### SHORT TASK
Please reproduce word for word the lines of the records below, from the line with "Annotation guideline v3.1 — Label: cooked" up to and including the line with "Draw a tight axis-aligned box around every instance of cooked".

········

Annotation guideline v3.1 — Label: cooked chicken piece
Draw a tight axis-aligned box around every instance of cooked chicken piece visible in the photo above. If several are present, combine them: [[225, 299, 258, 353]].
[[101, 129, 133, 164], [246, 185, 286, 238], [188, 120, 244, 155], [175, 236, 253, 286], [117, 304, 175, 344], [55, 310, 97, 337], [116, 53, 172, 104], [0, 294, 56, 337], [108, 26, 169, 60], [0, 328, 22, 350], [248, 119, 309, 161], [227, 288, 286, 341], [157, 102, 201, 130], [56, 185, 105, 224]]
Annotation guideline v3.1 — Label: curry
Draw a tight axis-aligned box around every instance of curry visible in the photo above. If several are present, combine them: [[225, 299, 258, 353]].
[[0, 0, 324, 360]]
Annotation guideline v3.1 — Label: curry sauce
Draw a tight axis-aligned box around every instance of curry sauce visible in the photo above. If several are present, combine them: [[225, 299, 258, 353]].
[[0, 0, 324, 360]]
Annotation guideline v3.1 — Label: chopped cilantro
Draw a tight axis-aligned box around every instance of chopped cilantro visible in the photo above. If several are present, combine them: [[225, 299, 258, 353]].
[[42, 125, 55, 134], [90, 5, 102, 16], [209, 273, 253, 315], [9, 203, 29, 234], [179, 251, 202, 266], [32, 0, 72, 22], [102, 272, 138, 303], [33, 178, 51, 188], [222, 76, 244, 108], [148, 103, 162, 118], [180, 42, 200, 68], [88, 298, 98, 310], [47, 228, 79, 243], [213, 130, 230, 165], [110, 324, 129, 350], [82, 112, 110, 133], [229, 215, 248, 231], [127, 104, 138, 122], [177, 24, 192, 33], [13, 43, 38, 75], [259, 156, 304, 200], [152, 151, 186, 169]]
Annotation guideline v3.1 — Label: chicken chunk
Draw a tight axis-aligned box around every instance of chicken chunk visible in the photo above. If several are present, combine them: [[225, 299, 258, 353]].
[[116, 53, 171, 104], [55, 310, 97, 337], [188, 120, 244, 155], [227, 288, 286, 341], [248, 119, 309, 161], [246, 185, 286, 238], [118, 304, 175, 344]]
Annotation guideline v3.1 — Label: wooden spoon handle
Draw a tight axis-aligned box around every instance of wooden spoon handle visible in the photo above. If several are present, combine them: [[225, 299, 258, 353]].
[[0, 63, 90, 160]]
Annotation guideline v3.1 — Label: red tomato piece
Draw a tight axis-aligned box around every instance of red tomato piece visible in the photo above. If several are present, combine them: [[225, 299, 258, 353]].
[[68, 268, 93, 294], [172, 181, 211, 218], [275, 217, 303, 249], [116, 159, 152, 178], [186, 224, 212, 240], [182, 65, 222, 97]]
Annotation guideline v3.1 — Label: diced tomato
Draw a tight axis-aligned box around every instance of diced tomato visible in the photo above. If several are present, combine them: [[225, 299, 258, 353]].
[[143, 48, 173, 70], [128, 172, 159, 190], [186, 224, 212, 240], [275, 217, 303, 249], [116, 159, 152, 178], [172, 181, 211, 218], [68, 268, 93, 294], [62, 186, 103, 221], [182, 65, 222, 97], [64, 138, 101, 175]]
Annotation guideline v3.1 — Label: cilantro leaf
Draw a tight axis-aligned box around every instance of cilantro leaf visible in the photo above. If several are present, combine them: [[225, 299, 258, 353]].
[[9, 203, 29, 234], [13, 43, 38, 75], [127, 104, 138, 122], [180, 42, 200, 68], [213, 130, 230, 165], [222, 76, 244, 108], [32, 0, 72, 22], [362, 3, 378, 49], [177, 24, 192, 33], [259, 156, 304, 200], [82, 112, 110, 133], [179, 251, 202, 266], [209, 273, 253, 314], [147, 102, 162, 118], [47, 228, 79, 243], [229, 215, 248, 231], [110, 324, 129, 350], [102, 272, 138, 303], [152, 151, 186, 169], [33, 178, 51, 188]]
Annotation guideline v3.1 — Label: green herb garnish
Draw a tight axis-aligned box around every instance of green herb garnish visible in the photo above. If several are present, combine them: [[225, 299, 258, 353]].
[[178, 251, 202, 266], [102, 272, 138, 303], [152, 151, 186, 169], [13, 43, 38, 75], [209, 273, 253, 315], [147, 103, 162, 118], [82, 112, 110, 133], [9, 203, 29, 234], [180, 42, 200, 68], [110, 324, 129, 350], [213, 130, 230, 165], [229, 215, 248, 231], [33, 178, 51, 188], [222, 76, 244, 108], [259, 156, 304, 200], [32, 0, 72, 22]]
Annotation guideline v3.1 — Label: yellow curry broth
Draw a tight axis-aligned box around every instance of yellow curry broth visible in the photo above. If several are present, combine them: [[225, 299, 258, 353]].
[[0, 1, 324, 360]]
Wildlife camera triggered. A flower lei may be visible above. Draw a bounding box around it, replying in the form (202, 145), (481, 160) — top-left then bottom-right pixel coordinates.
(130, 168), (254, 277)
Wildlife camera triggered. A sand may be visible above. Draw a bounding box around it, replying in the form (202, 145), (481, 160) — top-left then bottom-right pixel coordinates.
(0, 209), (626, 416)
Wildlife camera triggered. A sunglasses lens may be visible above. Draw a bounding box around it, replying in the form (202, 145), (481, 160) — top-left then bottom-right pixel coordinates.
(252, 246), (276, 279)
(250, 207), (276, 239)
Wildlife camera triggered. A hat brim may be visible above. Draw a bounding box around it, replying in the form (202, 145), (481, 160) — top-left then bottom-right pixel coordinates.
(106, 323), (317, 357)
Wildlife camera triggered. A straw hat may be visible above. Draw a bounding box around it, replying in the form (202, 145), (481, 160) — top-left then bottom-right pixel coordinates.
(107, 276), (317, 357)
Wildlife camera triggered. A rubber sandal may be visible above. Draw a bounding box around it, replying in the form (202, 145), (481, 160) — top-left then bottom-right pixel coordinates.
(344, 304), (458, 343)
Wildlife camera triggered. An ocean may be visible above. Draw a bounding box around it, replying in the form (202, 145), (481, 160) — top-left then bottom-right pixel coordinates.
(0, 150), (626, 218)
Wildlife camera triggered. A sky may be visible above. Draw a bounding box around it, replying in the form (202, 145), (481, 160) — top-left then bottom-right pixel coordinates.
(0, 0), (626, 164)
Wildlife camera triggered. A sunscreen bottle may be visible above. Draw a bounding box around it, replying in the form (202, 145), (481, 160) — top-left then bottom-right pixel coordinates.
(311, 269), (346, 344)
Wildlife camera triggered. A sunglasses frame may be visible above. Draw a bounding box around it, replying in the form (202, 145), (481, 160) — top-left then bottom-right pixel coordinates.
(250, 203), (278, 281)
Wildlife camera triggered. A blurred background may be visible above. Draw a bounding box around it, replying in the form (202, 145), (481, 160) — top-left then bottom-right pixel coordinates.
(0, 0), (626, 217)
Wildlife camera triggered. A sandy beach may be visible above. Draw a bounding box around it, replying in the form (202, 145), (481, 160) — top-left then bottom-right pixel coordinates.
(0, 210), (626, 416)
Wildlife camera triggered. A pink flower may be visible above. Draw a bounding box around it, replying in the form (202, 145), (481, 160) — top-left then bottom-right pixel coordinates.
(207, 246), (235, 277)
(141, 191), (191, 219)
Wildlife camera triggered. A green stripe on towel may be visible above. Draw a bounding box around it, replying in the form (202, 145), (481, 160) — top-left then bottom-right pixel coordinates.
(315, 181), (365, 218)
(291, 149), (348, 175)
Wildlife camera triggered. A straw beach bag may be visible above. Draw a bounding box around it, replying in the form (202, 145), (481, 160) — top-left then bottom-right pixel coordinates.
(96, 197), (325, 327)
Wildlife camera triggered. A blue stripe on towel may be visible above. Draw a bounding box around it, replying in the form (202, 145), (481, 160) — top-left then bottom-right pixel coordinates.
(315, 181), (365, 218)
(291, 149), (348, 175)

········

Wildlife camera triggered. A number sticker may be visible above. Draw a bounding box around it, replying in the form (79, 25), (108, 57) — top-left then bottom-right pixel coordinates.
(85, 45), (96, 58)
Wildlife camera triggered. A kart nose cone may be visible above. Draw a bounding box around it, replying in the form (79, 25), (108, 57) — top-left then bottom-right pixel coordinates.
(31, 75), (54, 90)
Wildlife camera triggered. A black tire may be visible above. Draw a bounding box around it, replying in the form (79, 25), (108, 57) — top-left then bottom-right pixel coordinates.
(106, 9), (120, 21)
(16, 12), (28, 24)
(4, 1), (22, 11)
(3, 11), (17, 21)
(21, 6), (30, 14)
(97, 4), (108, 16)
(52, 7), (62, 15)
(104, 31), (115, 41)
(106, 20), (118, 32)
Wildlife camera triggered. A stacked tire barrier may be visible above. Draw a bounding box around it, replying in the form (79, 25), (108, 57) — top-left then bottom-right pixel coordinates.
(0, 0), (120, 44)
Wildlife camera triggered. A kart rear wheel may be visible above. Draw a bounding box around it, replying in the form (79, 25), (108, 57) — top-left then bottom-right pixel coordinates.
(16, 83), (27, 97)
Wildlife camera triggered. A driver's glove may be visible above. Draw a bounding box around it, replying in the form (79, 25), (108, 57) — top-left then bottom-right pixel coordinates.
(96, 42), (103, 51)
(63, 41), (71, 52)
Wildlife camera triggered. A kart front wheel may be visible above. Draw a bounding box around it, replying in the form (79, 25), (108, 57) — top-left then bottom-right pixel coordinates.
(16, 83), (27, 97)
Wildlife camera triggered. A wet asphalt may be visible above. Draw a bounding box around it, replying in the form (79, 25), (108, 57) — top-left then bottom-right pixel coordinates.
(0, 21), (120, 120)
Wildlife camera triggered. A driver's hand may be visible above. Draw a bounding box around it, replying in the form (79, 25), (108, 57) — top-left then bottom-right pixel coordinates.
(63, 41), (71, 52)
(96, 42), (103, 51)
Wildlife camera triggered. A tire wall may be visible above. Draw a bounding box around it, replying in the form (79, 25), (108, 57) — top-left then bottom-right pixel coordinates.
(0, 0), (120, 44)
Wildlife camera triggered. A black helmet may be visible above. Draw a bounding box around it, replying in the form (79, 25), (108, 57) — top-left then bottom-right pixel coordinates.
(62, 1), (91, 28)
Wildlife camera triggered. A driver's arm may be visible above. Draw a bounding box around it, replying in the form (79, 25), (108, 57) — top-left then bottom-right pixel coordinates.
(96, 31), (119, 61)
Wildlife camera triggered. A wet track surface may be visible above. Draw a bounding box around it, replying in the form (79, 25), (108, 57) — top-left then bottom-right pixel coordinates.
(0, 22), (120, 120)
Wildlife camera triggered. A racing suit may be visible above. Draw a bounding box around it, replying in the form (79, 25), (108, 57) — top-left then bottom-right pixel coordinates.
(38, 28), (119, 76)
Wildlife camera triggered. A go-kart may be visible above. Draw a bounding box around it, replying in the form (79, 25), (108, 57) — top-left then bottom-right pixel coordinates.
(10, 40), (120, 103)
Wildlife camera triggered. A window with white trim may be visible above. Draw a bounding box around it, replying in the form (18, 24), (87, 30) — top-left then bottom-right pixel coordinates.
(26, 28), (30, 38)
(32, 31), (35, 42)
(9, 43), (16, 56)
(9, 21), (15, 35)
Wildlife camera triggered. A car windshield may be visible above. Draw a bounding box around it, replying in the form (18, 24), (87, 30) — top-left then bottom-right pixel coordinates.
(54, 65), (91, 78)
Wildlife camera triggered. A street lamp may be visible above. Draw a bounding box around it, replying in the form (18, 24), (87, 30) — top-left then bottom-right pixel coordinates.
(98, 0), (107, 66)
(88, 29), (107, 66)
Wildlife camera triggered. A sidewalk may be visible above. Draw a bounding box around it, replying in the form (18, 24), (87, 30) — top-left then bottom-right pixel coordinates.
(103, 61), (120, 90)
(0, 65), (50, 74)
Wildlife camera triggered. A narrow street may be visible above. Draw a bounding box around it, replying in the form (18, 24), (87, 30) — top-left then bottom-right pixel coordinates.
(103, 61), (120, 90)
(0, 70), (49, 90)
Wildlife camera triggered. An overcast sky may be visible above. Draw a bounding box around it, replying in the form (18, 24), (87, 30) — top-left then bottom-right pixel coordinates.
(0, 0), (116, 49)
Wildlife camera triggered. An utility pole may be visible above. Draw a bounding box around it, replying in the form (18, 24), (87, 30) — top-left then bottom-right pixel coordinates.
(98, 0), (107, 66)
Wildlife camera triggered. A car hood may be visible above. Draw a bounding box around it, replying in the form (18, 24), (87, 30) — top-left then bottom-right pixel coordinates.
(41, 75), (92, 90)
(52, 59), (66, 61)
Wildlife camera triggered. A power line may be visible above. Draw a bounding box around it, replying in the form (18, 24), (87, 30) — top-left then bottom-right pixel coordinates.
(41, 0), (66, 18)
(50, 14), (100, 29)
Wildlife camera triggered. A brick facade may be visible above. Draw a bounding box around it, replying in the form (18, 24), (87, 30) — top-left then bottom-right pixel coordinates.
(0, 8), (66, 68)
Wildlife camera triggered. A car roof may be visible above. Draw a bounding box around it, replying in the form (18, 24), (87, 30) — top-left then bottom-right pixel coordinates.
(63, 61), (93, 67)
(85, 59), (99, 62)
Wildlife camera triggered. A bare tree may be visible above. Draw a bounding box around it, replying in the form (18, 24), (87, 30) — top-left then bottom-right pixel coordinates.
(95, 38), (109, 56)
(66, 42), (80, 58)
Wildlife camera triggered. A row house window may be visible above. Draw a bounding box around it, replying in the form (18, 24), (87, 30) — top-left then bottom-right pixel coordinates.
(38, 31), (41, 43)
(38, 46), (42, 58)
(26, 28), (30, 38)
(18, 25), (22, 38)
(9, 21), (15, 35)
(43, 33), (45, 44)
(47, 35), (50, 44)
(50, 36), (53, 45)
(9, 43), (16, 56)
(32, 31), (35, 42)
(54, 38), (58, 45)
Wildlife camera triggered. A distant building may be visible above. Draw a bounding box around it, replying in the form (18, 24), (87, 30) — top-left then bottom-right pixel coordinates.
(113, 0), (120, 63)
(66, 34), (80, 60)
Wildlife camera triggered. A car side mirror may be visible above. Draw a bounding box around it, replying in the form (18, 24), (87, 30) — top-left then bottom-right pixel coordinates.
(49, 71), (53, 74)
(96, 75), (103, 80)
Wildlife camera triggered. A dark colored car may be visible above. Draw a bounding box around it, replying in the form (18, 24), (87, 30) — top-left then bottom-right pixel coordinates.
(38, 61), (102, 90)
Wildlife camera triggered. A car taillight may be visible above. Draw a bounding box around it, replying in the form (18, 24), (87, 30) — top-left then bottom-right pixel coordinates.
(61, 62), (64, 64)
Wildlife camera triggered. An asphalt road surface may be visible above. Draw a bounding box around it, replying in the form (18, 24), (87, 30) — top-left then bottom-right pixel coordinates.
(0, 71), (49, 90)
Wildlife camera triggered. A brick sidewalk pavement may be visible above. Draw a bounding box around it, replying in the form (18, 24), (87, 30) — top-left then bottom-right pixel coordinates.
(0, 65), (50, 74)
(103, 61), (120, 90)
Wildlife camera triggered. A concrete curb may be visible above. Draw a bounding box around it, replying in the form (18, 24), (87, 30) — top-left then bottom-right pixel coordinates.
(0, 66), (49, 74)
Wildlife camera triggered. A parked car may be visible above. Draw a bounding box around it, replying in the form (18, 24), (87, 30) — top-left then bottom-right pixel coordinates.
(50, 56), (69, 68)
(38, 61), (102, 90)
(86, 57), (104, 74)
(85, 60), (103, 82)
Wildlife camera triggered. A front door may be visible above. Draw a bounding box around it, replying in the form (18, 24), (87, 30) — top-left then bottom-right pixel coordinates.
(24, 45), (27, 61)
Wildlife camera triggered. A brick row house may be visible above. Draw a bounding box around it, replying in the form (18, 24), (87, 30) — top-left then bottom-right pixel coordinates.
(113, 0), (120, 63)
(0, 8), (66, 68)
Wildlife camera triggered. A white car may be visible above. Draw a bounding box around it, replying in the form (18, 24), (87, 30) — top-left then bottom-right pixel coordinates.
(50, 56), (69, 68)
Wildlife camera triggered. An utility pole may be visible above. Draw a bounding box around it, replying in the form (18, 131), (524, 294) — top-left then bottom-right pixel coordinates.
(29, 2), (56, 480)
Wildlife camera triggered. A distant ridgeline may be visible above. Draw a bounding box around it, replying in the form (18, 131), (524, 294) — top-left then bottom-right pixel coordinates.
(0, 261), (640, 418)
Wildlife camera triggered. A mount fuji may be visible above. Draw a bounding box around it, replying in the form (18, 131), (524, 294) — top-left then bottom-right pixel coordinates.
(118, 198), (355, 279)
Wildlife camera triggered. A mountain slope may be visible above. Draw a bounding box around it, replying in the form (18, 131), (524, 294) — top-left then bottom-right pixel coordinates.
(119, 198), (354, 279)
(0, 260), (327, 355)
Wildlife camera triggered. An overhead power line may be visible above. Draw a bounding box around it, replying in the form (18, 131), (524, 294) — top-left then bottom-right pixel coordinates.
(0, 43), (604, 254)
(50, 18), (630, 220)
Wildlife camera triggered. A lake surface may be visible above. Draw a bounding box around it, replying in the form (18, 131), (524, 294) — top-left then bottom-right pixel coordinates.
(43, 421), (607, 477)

········

### CORRECT OUTPUT
Annotation guideline v3.1 — Label: cooked chicken piece
Draw a tight axis-aligned box around every instance of cooked chicken piece visible in the photo above. If several are present, combine them: [[225, 299, 258, 353]].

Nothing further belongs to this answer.